(Beginning of Provided passage)

Today is the shortest day of the whole year- and I’m pretty sure it feels like the longest day as well, at least for me, because I’m not feeling all that well and all I’ve felt like doing today is sleep. I was especially draggy at the radio station, where my last task before dragging my tail home was to record a promo for the next Metropolitan Opera simulcast, which is “Hansel and Gretel” on New Year’s Day. You know there’s something seriously wrong when I am struggling to summon even a hint of excitement and enthusiasm in my voice for an opera announcement; most of the time, I’m a combination of Jimmy Swaggert, Jim Bakker and Robert Schuller, exhorting the masses to find their way to the joys of opera. Today, at least inside my head, I was saying “come if you want to. doesn’t matter to me. whatever.”
I did meet a voice student, Jamie Wilson, for lunch – which was especially fun because I was introducing him to Lone Star. ( If anything rivals my missionary zeal when it comes to opera, it’s my zeal for getting people hooked on my favorite eating establishments. ) But you know I was under the weather and blue because I only added a lettuce wedge to my order – no soup, no baked potato, no appetizer. It brought to mind an episode of All in the Family where Mike (the meathead) is troubled and Edith is worried. “I think something must be bothering Mike,” she says. “He had only six pieces of bacon and he hardly touched his third egg.” That was me at lunch. . . one chicken breast instead of two, steamed vegetables, and a lettuce wedge. For me that’s like fasting before surgery.
It’s a lot of things besides being under the weather which are making these days drag. . . it’s the disappointment of wanting to chat with my far-flung siblings and only getting voice mail, again and again . . . it’s the letdown of a largely empty calendar after having 374 performances in 9 days ( or something like that ) which should feel mostly like a blessed relief but which in fact is at least partly a downer . . . it’s being off from Carthage while Kathy is slogging through her last week at school . . . and maybe more than anything, it’s the cloudy sky and the dirty snow. When I’m busy with a normal life, I don’t really care if it’s a monsoon outside. But when I’m not busy, I think I must be one of those weather- sensitive folks who reacts badly to clouds in winter and drought in the summer.
But tomorrow will be better, I think, because we will be going on our annual Christmas caroling expedition with Polly and Mark and two other couples – Mark has it planned out and it looks as complex and intricate as the evacuation plan for Chicago, so we will be busy. More importantly, we will be trying to bring some extra cheer into the lives of some people who really could use it. And by Saturday night it looks like this dirty snow we’re looking at right now will be invisible under a blanket of five new inches of the white stuff. And after that, at least according to the long term forecast, we’ll have sunshine on both the 24th and 25th plus all the joy of the holidays themselves.
Hey! – I just got back from answering the doorbell. It was the mom of one of my high school voice students, Cassie Jordan, delivering homemade cookies all of the way from Kenosha on behalf of her daughter who is even more under the weather than I am. It’s amazing to consider how the smallest of saving graces can help us look past the dirty snow.

(End of Provided passage)
(Beginning of Extracted information)

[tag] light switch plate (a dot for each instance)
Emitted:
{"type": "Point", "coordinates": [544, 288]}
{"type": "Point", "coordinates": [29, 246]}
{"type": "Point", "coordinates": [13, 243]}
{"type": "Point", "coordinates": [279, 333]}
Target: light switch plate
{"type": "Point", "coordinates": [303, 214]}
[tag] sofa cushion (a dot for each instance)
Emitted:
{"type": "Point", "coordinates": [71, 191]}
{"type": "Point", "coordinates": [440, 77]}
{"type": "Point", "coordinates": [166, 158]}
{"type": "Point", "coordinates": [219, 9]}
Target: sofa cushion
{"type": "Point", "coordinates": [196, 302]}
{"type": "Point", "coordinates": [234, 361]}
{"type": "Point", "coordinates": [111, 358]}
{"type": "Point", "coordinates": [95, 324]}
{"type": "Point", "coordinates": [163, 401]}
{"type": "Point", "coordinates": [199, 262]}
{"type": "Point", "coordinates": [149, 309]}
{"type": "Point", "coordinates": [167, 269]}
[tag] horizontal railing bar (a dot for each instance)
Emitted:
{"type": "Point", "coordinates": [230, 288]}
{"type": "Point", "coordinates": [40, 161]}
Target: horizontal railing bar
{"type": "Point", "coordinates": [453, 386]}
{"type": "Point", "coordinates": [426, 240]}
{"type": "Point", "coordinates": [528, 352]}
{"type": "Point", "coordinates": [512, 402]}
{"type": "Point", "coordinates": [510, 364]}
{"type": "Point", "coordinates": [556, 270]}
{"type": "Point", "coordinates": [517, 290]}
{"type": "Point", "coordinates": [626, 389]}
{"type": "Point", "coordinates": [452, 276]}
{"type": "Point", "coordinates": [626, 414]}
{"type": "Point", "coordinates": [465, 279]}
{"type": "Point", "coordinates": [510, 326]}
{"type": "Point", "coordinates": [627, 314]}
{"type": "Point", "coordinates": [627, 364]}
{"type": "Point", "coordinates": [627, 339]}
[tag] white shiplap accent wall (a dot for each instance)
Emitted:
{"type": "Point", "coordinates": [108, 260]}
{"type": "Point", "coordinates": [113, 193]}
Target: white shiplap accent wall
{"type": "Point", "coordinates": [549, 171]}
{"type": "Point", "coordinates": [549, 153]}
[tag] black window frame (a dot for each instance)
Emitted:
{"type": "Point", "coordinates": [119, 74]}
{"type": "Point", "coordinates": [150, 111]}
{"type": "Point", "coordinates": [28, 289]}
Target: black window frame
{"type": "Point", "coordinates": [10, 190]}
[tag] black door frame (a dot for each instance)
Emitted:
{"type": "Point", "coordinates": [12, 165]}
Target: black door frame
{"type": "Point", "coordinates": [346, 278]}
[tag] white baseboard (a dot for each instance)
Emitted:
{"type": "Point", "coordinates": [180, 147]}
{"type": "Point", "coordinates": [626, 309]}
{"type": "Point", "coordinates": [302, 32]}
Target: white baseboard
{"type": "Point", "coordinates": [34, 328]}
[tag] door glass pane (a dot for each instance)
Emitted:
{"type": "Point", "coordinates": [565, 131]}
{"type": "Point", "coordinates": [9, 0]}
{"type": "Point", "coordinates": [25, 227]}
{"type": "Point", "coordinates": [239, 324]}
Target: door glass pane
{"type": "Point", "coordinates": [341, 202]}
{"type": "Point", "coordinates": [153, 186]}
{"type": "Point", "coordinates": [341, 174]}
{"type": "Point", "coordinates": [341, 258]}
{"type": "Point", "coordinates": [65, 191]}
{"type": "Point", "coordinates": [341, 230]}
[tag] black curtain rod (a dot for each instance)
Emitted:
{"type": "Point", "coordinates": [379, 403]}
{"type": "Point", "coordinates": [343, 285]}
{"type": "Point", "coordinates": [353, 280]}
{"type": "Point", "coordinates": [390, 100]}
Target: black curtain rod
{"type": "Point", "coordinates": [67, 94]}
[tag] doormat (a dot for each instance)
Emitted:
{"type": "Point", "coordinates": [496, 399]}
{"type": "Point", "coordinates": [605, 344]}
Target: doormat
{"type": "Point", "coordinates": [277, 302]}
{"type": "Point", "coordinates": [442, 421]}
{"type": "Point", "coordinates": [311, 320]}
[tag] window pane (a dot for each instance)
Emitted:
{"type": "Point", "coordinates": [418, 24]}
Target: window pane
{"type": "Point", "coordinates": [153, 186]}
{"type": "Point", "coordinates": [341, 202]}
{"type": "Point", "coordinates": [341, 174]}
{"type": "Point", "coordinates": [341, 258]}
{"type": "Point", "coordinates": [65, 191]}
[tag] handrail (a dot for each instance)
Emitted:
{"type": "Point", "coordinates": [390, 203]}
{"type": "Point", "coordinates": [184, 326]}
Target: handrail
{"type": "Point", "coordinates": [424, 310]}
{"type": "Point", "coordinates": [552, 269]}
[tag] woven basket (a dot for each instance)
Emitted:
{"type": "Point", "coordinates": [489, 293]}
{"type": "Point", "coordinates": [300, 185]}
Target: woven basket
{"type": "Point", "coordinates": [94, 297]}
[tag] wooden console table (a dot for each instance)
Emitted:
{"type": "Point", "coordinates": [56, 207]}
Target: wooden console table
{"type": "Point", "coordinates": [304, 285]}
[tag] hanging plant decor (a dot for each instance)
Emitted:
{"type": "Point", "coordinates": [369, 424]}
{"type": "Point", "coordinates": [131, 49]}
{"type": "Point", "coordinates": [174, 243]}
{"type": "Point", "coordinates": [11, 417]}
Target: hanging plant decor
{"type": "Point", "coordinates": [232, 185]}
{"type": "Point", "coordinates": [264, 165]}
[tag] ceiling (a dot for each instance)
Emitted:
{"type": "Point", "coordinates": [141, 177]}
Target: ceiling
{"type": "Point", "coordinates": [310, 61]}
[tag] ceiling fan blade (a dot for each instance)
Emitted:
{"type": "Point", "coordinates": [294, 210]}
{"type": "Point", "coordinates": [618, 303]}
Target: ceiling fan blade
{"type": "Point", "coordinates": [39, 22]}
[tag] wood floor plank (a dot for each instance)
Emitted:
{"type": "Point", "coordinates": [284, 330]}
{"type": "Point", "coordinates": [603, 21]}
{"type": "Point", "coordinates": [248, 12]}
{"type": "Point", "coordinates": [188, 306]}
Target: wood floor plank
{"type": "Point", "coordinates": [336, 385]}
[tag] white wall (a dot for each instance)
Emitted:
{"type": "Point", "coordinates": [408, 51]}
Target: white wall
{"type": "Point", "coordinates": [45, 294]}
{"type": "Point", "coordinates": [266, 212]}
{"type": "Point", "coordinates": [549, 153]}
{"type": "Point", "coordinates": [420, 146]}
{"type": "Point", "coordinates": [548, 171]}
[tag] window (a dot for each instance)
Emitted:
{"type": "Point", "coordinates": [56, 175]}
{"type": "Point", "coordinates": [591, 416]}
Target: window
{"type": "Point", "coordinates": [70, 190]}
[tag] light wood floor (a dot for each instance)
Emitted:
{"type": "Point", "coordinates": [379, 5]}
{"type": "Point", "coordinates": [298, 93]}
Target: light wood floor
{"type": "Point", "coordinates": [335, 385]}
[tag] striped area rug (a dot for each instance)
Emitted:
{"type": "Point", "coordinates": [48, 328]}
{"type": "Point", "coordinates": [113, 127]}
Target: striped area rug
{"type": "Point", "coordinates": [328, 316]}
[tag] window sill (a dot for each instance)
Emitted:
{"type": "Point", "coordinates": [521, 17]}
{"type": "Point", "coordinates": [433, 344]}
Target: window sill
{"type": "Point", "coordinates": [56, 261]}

(End of Extracted information)

Required actions
1. Summarize the blog post in two sentences.
2. Answer these questions about the blog post, one per line:
(a) Which opera does the promo announce for the New Year's Day simulcast?
(b) How many inches of new snow are expected by Saturday night?
(c) From what town were the homemade cookies delivered?
Answer from the blog post alone, not from the entries.

Answers by item number
1. On the shortest day of the year, the writer feels unwell, struggles to sound enthusiastic while recording an opera promo, and eats only a light lunch at Lone Star with a voice student. The writer traces the gloom to unanswered calls to siblings, an empty calendar, time off from Carthage, and cloudy skies with dirty snow, but looks forward to a caroling outing, fresh snow, and holiday sunshine, and is cheered by homemade cookies delivered on behalf of a student.

2.
(a) "Hansel and Gretel"
(b) Five inches
(c) Kenosha